**** Trecho do texto

Quando terminar, está feito. Sem trapaça. Depois de se confessar, afaste pela Oração de Jesus todos os pensamentos que tentam lembrá-lo dos pecados confessados, ou que o façam pensar que ainda não está “realmente perdoado”. Não desanime se eles voltarem e não fique mais chateado ao se castigar por isso. Apenas tente, tão pacificamente quanto possível, continuar a realizar a Oração. aconselho também orar  à Mãe de Deus. Ela é muito boa em nos ajudar quando nos sentimos perdidos nas profundezas. Então, ore simplesmente e simplesmente ore. Não fique pensando no passado imutável. O tempo de autoacusação deve ser limitado a uma vez por semana, ou sempre que se prepare para a confissão, por enquanto.

********
**** Dados para análise

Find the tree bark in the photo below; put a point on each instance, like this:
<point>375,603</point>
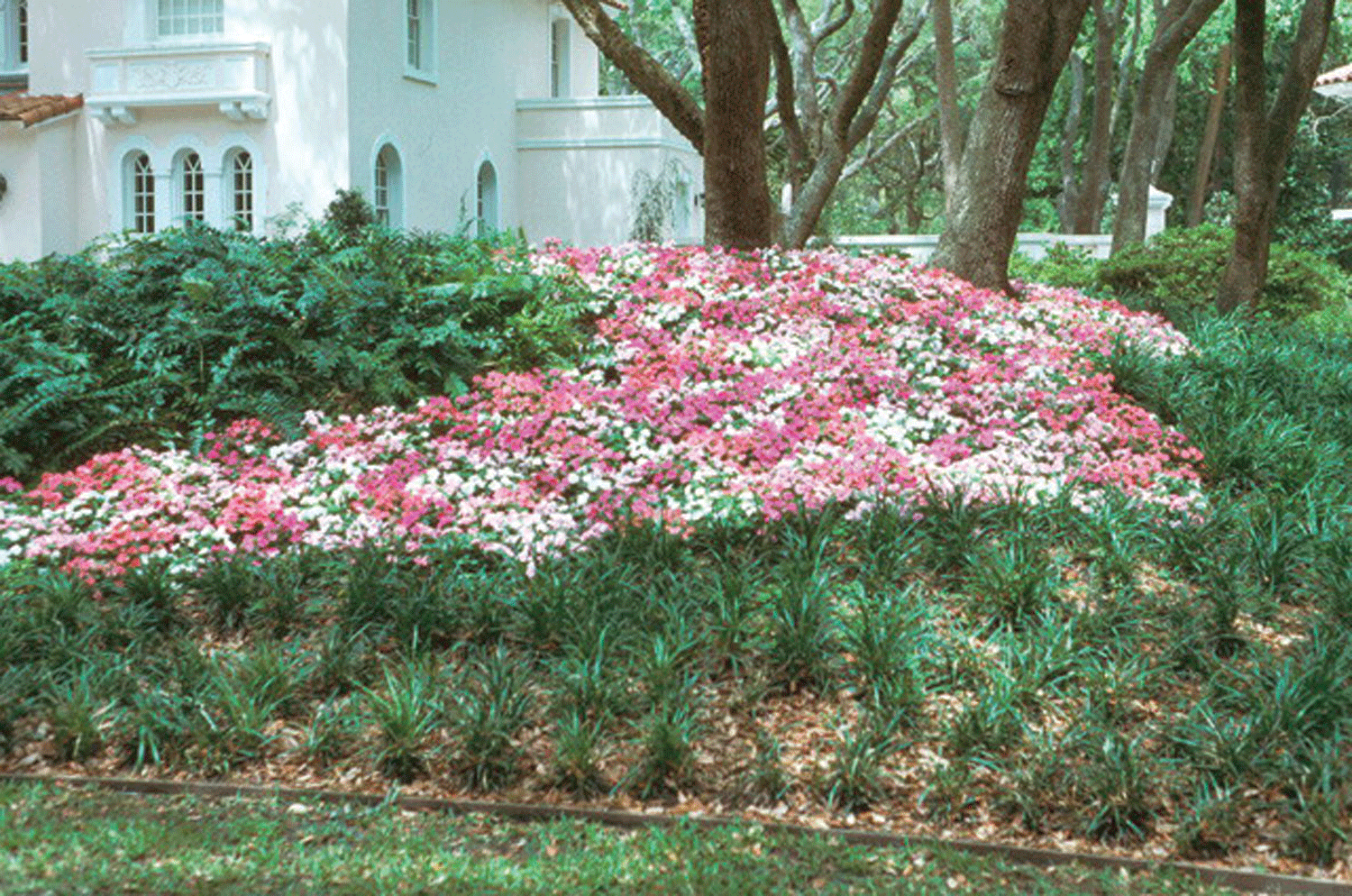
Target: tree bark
<point>1070,137</point>
<point>949,116</point>
<point>852,116</point>
<point>1206,153</point>
<point>735,42</point>
<point>1263,140</point>
<point>1036,38</point>
<point>643,70</point>
<point>1092,189</point>
<point>738,41</point>
<point>1176,26</point>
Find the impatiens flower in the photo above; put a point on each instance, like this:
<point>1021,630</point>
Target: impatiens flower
<point>716,387</point>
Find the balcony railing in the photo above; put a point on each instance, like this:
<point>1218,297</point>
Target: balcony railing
<point>232,78</point>
<point>599,122</point>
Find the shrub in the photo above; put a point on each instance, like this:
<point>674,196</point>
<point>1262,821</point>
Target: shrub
<point>154,340</point>
<point>1179,270</point>
<point>1063,267</point>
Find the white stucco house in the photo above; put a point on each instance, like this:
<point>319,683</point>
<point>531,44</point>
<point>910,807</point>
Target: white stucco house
<point>140,114</point>
<point>1338,86</point>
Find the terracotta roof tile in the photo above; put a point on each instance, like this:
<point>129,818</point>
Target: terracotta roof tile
<point>1341,75</point>
<point>30,110</point>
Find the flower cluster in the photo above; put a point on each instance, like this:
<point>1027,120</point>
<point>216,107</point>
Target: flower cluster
<point>717,387</point>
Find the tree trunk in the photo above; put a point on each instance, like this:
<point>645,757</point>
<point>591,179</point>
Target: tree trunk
<point>1036,38</point>
<point>1089,207</point>
<point>1176,26</point>
<point>1206,153</point>
<point>949,116</point>
<point>1263,140</point>
<point>1070,137</point>
<point>852,115</point>
<point>643,70</point>
<point>735,42</point>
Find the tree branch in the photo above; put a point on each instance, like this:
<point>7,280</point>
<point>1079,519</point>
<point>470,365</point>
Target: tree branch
<point>644,72</point>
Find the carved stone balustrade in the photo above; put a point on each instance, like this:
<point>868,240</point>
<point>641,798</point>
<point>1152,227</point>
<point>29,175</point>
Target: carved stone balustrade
<point>232,78</point>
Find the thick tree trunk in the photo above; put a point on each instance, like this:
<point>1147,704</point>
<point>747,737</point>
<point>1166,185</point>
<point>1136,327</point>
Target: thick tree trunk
<point>1178,24</point>
<point>735,42</point>
<point>1070,137</point>
<point>852,116</point>
<point>1036,38</point>
<point>643,70</point>
<point>1263,140</point>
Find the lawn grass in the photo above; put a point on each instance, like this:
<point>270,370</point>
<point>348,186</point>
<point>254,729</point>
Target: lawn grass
<point>88,841</point>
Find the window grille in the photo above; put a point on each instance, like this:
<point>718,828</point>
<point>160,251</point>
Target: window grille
<point>241,191</point>
<point>416,23</point>
<point>194,188</point>
<point>184,18</point>
<point>142,200</point>
<point>381,194</point>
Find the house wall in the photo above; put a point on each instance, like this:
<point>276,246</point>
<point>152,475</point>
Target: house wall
<point>297,151</point>
<point>587,164</point>
<point>448,124</point>
<point>335,83</point>
<point>21,208</point>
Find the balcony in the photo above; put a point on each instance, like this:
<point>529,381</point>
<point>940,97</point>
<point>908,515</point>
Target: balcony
<point>598,122</point>
<point>232,78</point>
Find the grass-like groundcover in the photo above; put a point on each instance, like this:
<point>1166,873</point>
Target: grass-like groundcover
<point>678,576</point>
<point>84,841</point>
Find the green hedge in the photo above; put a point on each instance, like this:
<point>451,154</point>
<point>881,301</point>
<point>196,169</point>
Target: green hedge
<point>154,340</point>
<point>1181,270</point>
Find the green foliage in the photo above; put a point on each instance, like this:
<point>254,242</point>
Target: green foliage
<point>1179,270</point>
<point>162,338</point>
<point>1063,267</point>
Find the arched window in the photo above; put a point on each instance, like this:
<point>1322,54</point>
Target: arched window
<point>388,187</point>
<point>487,199</point>
<point>240,191</point>
<point>138,194</point>
<point>192,187</point>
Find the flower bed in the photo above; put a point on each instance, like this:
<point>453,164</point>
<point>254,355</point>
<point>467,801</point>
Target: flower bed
<point>717,387</point>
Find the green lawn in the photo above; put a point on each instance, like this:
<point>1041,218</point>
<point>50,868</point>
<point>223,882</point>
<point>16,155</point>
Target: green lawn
<point>96,842</point>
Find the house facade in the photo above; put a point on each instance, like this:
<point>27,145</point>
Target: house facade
<point>137,115</point>
<point>1338,86</point>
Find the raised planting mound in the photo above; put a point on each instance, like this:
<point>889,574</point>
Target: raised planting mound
<point>717,389</point>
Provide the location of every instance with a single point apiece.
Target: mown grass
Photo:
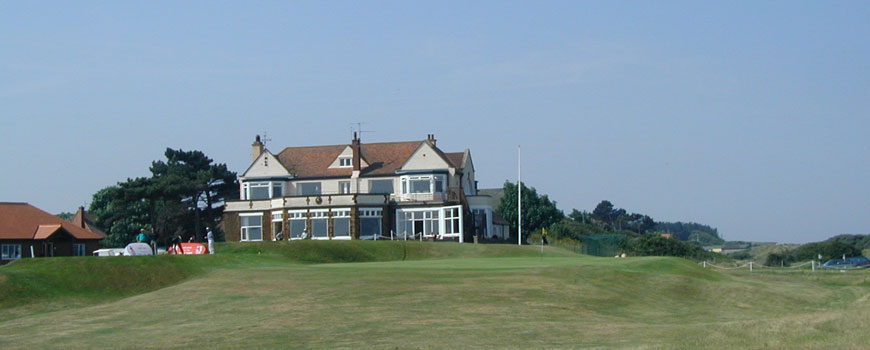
(500, 297)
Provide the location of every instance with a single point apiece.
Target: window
(341, 223)
(423, 184)
(263, 190)
(258, 190)
(480, 222)
(381, 186)
(252, 227)
(319, 225)
(452, 221)
(370, 222)
(415, 223)
(296, 220)
(277, 226)
(10, 252)
(308, 188)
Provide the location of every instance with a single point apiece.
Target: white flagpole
(519, 198)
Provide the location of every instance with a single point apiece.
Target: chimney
(354, 145)
(256, 148)
(82, 211)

********

O que fazer:
Responda a estas perguntas sobre o trecho sobre a confissão:
1. Por meio de que oração se devem afastar os pensamentos sobre os pecados já confessados?
2. A quem mais o trecho aconselha orar?
3. A que frequência deve ser limitado o tempo de autoacusação?

Tarefa concluída:
1. Pela Oração de Jesus.
2. À Mãe de Deus.
3. A uma vez por semana, ou sempre que se prepare para a confissão, por enquanto.